Problem requirements: Identify each line in the records below that includes the string "seat" and copy every such line in full.

-------- Materials provided --------

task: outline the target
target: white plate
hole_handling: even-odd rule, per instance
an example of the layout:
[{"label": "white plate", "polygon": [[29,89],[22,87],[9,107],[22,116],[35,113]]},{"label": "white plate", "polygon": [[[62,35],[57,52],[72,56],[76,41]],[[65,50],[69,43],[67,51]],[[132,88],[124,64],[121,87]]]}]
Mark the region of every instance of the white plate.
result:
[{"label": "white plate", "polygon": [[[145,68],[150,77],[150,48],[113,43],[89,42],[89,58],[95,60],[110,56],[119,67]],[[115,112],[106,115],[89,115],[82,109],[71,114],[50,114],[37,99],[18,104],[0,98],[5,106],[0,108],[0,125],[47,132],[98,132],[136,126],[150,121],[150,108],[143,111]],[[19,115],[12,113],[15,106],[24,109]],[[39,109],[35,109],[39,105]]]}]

--------
-------- Materials provided --------

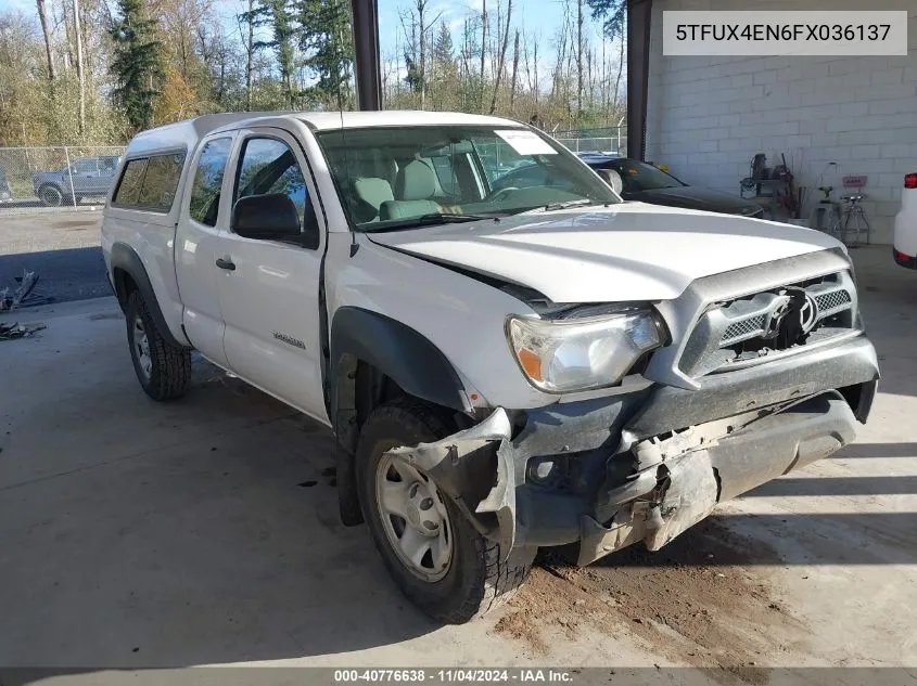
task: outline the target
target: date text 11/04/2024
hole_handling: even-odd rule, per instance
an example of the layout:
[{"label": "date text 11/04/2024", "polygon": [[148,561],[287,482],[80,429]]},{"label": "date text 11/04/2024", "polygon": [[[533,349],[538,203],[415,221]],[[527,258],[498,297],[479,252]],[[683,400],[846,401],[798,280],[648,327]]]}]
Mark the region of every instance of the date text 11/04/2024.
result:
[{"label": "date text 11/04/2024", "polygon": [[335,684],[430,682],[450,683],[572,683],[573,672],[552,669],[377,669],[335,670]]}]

--------
-------- Materials provided --------

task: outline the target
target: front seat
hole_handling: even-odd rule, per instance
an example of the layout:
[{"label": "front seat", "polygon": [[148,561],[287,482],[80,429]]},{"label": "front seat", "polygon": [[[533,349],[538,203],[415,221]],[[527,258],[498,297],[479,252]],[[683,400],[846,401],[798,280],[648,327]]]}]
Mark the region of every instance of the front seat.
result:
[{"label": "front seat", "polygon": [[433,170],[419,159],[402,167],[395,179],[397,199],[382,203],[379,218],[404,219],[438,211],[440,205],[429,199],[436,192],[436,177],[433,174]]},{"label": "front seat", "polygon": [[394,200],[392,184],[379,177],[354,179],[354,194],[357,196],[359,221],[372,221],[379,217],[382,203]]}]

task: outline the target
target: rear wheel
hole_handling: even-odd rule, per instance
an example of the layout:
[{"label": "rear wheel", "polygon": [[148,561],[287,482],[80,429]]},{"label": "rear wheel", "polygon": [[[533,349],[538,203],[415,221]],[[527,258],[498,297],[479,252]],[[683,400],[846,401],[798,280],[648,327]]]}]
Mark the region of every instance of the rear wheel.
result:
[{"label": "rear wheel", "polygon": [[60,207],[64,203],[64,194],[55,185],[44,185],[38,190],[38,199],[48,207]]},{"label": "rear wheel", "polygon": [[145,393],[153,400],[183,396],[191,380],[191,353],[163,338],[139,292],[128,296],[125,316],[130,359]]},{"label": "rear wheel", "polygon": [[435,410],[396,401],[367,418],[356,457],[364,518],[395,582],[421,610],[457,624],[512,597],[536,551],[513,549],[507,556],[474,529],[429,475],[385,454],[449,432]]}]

--------

Expected answer:
target: front seat
[{"label": "front seat", "polygon": [[148,561],[287,482],[80,429]]},{"label": "front seat", "polygon": [[[533,349],[538,203],[415,221]],[[527,258],[498,297],[479,252]],[[683,400],[846,401],[798,280],[648,327]]]}]
Mark the region of every instance of the front seat.
[{"label": "front seat", "polygon": [[433,170],[419,159],[402,167],[395,179],[397,199],[382,203],[379,218],[404,219],[438,211],[440,205],[429,199],[436,192],[436,177],[433,174]]},{"label": "front seat", "polygon": [[394,200],[392,184],[379,177],[354,179],[354,194],[357,196],[359,221],[372,221],[379,217],[382,203]]}]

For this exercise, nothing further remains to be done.